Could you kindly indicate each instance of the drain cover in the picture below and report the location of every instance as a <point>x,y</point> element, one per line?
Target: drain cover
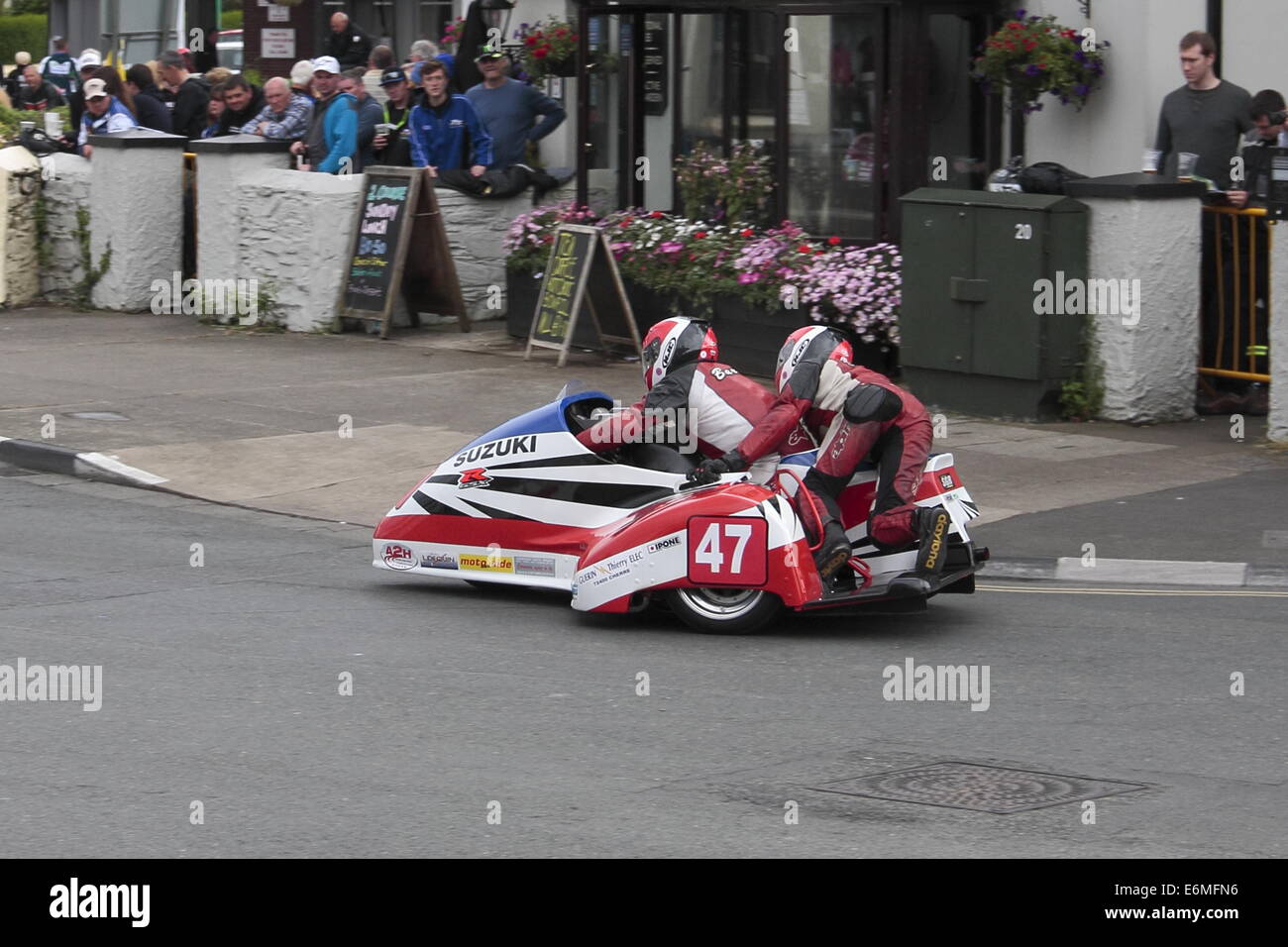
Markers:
<point>97,416</point>
<point>979,788</point>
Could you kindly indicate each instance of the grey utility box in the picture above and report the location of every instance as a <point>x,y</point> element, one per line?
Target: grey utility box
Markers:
<point>973,337</point>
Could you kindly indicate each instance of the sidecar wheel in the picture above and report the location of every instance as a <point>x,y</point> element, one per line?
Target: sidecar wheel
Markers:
<point>724,611</point>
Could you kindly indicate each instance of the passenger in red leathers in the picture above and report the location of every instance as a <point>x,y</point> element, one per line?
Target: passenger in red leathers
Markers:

• Prompt:
Type the entries again verbatim. Any pictures should be skipped.

• Expected output:
Could you kindly indicate each instance of the drain cover in the picture below and report the location of every instance as a <point>x,y</point> element, one per line?
Target: drain cover
Markers:
<point>97,416</point>
<point>979,788</point>
Could you kindly indicate each instance of the grey utility box in the picture above and report the location of every instance as a <point>x,y</point> element, one per line?
Target: grey utility box
Markers:
<point>973,337</point>
Could you kindly indicate each instance of the sidecar wheel in the picture above and report the location of every instance as a <point>x,y</point> element, one per line?
Target: sidecar wheel
Markers:
<point>724,611</point>
Could you kindly indicate each instance of the passenger in red leathers in the picture above and report the location of every instance as a <point>x,y</point> element, one per line?
Target: passenger in red leathers
Markers:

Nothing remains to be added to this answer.